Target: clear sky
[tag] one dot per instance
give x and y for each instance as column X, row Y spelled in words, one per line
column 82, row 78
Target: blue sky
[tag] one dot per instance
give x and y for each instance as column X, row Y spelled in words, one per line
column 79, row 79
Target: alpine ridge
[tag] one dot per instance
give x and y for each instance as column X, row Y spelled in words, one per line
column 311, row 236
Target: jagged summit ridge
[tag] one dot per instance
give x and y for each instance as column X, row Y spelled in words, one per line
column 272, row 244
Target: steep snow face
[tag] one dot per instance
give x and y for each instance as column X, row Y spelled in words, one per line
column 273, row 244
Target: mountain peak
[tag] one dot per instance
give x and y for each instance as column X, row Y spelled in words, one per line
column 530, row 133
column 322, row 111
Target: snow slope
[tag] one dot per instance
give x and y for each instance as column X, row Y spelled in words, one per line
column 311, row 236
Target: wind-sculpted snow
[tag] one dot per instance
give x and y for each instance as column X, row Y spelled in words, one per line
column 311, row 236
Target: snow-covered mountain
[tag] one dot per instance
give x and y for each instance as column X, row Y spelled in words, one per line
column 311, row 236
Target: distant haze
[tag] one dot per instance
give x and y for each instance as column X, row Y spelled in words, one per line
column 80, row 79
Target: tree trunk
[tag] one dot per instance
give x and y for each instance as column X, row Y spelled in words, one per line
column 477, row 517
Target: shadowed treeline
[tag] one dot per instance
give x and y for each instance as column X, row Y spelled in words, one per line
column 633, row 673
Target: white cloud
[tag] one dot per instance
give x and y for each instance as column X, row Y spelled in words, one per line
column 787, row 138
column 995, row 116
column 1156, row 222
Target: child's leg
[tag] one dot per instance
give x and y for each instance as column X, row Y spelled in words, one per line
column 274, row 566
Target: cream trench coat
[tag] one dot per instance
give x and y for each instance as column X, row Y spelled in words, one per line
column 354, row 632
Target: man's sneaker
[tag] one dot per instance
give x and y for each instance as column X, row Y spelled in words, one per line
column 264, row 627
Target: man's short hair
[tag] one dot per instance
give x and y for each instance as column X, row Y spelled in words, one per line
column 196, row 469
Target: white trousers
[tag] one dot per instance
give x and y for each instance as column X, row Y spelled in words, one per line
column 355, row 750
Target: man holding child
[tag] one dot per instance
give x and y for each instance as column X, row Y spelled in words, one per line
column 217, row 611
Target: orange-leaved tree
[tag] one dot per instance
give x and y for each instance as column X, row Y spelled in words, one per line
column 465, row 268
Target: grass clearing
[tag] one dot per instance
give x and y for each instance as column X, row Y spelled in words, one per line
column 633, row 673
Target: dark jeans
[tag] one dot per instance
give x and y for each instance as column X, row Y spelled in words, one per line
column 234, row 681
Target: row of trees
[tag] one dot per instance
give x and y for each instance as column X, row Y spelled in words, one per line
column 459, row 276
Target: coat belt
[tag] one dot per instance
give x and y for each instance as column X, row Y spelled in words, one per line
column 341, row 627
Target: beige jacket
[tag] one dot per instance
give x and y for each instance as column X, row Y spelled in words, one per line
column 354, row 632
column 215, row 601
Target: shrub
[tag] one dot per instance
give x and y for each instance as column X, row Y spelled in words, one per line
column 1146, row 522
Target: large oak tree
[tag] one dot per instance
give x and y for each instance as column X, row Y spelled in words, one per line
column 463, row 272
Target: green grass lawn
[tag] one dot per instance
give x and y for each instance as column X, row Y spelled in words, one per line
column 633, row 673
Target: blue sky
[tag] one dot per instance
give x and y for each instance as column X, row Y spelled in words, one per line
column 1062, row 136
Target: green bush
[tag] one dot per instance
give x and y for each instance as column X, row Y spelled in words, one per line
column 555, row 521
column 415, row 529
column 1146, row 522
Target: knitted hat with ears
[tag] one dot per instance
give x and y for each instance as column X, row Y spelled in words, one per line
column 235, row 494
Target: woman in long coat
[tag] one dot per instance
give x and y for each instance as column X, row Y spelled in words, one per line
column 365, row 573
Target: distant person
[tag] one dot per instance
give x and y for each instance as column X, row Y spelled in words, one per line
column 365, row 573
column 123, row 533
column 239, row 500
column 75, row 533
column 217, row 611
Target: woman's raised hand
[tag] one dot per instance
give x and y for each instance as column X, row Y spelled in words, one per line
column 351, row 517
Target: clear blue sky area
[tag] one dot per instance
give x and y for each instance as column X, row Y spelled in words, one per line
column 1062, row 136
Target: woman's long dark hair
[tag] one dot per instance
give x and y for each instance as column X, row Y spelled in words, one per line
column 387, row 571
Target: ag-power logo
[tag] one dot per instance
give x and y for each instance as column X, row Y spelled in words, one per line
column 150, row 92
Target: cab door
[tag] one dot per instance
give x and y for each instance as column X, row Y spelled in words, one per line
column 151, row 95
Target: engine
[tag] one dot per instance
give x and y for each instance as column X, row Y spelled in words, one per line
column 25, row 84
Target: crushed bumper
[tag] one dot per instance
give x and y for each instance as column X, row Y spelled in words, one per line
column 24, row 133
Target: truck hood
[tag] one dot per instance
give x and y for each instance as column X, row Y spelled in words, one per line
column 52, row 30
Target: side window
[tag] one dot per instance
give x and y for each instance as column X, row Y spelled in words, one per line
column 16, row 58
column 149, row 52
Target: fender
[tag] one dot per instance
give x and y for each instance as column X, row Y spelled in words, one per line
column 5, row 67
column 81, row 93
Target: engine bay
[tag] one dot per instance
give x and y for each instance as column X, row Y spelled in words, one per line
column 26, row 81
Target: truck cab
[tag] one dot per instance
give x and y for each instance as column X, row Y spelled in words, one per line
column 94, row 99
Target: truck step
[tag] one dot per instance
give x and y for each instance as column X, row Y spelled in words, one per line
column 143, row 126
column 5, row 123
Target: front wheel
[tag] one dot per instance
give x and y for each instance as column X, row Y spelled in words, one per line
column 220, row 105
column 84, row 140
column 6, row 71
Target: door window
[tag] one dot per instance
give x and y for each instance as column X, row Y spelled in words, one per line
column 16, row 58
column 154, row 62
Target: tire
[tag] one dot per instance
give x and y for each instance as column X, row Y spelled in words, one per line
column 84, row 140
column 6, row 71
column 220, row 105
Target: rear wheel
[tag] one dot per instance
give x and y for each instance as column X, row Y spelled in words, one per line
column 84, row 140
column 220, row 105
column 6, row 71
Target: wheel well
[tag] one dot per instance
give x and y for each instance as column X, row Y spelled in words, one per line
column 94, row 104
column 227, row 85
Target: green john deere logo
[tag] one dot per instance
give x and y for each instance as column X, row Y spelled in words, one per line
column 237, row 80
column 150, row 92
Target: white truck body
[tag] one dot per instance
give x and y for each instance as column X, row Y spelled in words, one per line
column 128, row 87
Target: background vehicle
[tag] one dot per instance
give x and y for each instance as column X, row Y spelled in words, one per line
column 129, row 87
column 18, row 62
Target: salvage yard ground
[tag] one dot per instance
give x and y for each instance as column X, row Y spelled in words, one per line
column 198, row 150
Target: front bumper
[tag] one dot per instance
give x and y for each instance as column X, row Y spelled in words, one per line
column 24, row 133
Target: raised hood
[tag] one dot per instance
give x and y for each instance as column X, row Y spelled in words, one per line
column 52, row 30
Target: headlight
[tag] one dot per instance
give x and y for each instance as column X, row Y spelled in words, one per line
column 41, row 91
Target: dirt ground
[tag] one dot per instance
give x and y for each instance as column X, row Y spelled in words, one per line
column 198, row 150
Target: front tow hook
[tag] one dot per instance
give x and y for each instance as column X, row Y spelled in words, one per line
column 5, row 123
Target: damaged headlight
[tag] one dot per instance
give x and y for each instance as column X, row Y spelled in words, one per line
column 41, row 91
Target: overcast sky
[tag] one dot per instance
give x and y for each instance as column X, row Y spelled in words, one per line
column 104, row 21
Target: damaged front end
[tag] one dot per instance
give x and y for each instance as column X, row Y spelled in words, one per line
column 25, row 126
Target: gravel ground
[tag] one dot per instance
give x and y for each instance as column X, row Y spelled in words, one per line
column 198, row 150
************
#### [WHAT YOU SHOULD DO]
Please format everything from the start of the listing down to the line containing "column 273, row 244", that line included, as a JSON list of strings with one string per line and blank lines left out.

#### [TASK RESPONSE]
[
  "Target: clear sky",
  "[tag] one dot per instance",
  "give x and y for each instance as column X, row Y spelled in words, one per line",
  "column 82, row 78",
  "Target: blue sky",
  "[tag] one dot per instance",
  "give x and y for each instance as column X, row Y spelled in words, one per line",
  "column 79, row 79",
  "Target: alpine ridge",
  "[tag] one dot per instance",
  "give x and y for each instance as column X, row Y spelled in words, one per line",
  "column 311, row 236",
  "Target: jagged summit ridge",
  "[tag] one dot per instance",
  "give x and y for each instance as column X, row Y spelled in words, one per line",
  "column 272, row 244",
  "Target: steep snow face",
  "[tag] one dot per instance",
  "give x and y for each instance as column X, row Y spelled in words, one per line",
  "column 273, row 244"
]